Reproduce the material below verbatim, from the line with "Exercise. For every instance of the black" to the line with "[(229, 232)]", including both of those lines.

• DATA TO PROCESS
####################

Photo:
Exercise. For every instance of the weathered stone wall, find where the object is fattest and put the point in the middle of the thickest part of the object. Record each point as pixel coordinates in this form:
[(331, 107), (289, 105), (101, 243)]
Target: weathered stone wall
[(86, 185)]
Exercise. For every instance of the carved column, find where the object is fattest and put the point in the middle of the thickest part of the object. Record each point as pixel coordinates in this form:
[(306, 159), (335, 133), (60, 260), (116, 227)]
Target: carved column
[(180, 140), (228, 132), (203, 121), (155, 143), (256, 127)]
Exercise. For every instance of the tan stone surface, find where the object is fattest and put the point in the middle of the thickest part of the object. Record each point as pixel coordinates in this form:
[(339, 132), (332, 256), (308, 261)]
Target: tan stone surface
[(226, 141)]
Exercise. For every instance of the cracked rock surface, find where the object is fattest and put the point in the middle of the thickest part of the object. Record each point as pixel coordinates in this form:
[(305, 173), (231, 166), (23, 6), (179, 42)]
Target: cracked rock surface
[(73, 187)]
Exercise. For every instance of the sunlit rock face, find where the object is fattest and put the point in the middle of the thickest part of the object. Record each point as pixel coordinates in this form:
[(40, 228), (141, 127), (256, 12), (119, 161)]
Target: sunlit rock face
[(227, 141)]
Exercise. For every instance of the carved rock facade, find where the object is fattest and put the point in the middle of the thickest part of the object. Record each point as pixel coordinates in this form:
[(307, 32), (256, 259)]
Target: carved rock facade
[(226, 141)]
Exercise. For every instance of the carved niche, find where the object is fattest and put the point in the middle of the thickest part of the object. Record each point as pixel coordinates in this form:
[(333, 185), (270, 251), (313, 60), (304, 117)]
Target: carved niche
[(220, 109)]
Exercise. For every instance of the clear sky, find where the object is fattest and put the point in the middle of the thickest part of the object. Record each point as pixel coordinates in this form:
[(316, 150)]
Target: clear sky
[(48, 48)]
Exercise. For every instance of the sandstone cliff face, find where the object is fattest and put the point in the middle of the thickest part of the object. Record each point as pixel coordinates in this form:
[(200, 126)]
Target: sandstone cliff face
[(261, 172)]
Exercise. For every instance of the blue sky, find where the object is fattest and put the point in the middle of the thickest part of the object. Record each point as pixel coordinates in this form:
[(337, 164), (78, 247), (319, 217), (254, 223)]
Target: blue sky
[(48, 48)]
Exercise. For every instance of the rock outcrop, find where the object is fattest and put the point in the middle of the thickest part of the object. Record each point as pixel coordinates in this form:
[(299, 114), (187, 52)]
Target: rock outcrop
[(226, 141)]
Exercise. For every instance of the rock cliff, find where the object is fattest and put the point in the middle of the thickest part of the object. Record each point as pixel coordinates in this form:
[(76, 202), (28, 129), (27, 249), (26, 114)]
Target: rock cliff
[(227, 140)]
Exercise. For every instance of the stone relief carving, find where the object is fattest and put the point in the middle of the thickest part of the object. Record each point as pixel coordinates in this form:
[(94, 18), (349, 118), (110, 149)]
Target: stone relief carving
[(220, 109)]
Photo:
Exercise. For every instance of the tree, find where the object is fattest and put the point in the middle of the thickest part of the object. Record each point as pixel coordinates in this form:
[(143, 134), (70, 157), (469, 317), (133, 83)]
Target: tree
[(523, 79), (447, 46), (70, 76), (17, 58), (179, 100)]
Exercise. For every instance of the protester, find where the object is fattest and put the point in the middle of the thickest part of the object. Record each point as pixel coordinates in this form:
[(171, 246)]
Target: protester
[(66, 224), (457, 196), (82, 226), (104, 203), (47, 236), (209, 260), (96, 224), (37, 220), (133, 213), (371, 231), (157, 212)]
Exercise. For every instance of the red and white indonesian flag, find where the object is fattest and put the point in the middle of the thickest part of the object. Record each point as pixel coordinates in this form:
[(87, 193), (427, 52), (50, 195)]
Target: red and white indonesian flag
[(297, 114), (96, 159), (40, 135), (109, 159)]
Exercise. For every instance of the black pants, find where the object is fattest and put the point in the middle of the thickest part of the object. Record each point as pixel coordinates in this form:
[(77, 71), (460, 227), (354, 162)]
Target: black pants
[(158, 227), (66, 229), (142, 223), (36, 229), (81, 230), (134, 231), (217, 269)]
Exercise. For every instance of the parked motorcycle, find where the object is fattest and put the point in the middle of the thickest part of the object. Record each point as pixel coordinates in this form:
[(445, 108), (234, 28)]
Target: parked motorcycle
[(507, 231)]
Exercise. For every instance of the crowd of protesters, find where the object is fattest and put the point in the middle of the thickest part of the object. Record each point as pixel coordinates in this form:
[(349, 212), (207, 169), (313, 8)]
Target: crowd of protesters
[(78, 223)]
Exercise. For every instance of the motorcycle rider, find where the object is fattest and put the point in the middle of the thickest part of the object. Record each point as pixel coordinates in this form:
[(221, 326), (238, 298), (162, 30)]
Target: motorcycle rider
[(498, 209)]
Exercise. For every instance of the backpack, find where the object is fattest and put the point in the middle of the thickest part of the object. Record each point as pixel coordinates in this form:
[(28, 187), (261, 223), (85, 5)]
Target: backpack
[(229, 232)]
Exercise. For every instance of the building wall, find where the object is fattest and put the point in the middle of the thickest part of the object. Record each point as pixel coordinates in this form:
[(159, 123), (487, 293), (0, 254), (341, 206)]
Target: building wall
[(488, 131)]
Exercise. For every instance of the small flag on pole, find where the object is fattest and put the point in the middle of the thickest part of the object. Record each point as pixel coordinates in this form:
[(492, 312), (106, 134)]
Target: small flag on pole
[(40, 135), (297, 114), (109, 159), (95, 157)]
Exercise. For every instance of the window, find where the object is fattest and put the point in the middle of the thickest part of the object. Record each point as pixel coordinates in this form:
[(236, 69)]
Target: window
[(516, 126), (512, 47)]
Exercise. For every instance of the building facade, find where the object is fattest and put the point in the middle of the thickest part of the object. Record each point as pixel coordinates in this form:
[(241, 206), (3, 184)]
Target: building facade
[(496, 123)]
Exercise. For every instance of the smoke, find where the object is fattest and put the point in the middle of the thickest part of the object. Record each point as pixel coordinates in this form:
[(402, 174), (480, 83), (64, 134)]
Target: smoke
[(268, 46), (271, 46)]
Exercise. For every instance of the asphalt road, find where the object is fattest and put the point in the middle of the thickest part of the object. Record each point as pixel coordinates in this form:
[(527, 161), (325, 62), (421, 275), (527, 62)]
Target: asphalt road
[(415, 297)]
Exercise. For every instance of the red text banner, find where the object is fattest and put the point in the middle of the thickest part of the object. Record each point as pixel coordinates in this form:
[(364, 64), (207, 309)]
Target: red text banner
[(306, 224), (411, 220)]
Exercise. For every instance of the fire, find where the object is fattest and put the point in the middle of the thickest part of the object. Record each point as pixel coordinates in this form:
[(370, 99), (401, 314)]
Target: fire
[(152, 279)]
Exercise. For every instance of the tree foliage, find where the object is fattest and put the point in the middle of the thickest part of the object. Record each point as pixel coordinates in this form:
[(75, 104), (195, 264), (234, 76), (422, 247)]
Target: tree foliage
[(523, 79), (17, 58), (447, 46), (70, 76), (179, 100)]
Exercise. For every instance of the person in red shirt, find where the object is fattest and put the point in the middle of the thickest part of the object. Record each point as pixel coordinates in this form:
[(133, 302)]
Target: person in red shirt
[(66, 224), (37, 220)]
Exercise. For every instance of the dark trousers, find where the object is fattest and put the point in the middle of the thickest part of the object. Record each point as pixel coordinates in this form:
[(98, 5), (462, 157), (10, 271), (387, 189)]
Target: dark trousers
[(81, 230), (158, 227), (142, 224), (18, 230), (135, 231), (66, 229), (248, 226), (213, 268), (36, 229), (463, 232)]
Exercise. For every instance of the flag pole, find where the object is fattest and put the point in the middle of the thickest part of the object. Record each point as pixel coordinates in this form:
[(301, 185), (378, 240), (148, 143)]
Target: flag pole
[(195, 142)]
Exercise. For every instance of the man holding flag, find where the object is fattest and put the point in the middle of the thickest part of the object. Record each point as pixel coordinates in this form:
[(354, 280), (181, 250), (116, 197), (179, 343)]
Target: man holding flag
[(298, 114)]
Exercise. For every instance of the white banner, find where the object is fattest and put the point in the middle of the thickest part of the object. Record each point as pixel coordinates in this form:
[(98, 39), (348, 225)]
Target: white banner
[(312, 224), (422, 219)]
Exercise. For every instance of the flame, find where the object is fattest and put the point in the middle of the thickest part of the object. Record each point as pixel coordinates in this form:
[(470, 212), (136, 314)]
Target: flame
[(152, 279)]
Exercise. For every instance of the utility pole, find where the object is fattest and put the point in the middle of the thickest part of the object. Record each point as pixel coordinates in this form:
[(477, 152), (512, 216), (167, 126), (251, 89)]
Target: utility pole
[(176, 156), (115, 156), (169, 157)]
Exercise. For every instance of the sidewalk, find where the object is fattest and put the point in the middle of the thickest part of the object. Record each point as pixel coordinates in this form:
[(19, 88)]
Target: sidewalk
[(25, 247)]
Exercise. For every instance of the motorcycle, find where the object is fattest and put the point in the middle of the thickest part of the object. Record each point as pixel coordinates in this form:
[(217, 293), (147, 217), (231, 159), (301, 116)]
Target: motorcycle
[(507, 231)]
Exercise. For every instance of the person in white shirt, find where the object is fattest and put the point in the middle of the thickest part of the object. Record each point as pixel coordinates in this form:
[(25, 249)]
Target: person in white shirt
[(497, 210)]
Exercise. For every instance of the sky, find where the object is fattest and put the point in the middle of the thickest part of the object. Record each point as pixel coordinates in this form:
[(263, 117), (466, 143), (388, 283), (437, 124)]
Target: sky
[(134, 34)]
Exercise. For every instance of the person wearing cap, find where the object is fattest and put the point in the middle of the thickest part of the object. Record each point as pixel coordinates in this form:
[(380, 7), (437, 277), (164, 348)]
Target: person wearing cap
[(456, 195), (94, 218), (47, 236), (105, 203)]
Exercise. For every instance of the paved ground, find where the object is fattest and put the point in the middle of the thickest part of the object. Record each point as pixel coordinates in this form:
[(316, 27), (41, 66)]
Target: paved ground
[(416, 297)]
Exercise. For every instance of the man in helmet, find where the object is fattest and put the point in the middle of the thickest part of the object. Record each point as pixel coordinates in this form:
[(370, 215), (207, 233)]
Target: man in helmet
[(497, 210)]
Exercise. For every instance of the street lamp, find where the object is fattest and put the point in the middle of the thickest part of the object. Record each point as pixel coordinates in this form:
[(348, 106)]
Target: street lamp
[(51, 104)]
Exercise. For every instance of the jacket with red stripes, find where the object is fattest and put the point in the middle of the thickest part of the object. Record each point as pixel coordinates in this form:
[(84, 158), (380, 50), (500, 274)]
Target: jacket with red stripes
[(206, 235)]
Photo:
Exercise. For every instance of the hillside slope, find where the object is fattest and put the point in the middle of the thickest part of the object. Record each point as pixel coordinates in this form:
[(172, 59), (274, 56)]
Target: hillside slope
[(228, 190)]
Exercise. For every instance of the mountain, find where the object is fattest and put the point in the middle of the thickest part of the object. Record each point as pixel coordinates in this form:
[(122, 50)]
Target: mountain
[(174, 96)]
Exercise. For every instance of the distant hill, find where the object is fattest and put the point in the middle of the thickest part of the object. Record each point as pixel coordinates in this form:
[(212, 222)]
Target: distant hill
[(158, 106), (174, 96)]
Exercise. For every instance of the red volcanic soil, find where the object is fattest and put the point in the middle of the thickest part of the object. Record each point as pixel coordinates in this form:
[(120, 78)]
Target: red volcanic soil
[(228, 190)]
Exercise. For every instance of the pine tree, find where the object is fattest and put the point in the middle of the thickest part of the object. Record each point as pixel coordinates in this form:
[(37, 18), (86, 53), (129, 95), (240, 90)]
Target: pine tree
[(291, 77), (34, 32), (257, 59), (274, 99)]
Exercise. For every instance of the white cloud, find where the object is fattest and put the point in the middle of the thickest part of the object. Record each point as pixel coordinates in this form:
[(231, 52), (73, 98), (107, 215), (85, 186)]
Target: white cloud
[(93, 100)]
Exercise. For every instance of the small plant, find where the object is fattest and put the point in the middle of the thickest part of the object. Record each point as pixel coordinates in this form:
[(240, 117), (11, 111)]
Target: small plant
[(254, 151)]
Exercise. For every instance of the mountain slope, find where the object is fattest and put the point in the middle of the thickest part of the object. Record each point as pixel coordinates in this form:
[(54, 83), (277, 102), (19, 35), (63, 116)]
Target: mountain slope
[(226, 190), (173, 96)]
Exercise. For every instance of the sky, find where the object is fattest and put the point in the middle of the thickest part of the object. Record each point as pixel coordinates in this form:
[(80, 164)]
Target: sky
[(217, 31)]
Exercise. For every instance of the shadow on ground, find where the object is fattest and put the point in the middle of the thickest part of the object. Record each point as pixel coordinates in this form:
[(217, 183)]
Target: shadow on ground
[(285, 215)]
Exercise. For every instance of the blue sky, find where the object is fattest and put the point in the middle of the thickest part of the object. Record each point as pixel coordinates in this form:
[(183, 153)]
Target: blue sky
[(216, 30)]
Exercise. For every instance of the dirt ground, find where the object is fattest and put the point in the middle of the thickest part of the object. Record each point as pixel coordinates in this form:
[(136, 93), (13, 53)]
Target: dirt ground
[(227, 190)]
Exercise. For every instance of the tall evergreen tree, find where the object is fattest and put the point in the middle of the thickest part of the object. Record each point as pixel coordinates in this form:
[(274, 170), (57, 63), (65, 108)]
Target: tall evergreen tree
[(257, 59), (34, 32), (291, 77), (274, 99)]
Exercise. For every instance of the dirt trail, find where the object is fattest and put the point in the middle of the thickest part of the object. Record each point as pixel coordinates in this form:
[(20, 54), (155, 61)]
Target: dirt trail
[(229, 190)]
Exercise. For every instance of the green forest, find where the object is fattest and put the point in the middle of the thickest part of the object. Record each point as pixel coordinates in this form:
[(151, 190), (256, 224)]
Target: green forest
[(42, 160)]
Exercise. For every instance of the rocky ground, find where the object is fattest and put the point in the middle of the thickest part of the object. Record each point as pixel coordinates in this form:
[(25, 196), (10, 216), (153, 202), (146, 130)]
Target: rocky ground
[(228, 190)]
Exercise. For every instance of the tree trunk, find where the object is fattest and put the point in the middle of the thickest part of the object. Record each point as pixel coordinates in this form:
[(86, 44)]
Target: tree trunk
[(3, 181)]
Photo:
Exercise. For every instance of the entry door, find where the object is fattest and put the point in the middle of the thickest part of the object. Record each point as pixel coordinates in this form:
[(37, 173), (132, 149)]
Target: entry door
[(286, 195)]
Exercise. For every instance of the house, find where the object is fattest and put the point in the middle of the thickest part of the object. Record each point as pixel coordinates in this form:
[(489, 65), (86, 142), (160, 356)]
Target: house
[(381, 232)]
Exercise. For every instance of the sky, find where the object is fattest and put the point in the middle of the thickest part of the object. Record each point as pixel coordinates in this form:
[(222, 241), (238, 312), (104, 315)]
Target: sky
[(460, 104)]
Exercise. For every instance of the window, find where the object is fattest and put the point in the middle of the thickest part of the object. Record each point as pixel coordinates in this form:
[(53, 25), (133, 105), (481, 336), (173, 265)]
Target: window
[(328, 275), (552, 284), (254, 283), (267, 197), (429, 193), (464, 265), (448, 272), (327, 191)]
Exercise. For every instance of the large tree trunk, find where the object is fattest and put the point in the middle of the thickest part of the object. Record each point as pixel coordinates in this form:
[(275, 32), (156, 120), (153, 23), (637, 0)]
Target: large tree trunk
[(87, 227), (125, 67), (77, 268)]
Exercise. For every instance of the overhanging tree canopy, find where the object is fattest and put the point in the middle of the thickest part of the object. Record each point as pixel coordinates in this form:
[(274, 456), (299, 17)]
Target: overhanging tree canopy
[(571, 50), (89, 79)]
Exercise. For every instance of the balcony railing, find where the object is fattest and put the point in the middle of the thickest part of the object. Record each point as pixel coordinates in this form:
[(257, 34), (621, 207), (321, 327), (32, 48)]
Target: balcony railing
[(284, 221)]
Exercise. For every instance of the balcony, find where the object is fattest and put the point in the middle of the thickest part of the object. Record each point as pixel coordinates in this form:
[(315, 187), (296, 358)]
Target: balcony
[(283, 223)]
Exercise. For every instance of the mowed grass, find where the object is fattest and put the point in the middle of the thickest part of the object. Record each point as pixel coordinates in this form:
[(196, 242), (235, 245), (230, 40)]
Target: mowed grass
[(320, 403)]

####################

• OUTPUT BELOW
Exercise. For every instance of the black pants, find where the object is fattest and put the point in the middle of the thickest part of the object. Record each point as pixel coordinates in this form:
[(77, 71), (460, 227), (354, 162)]
Target: black pants
[(158, 227), (66, 229), (142, 223), (36, 229), (81, 230), (134, 231), (217, 269)]
Exercise. For every instance of the parked motorcycle, find where the object is fattest and put the point in the middle of the thickest part of the object. Record each point as pixel coordinates in this form:
[(445, 108), (234, 28)]
Target: parked motorcycle
[(507, 231)]
Exercise. For every instance of the crowd of protesters, find where the object is fattest and put the point in the middle of the thickest part of the object. Record each point as pixel coordinates in this form:
[(349, 212), (207, 169), (313, 8)]
Target: crowd of protesters
[(78, 223)]
Exercise. For every instance of the motorcycle rider, find where the object is fattest and put the point in the middle of the thickest part of the object. Record each point as pixel coordinates in this form:
[(221, 326), (238, 298), (162, 30)]
Target: motorcycle rider
[(498, 209)]
Exercise. For every instance of the backpack, find where the object is fattest and put the point in the middle of the thickest part of the object. Record each point as pixel coordinates in this form:
[(28, 187), (261, 223), (85, 5)]
Target: backpack
[(229, 232)]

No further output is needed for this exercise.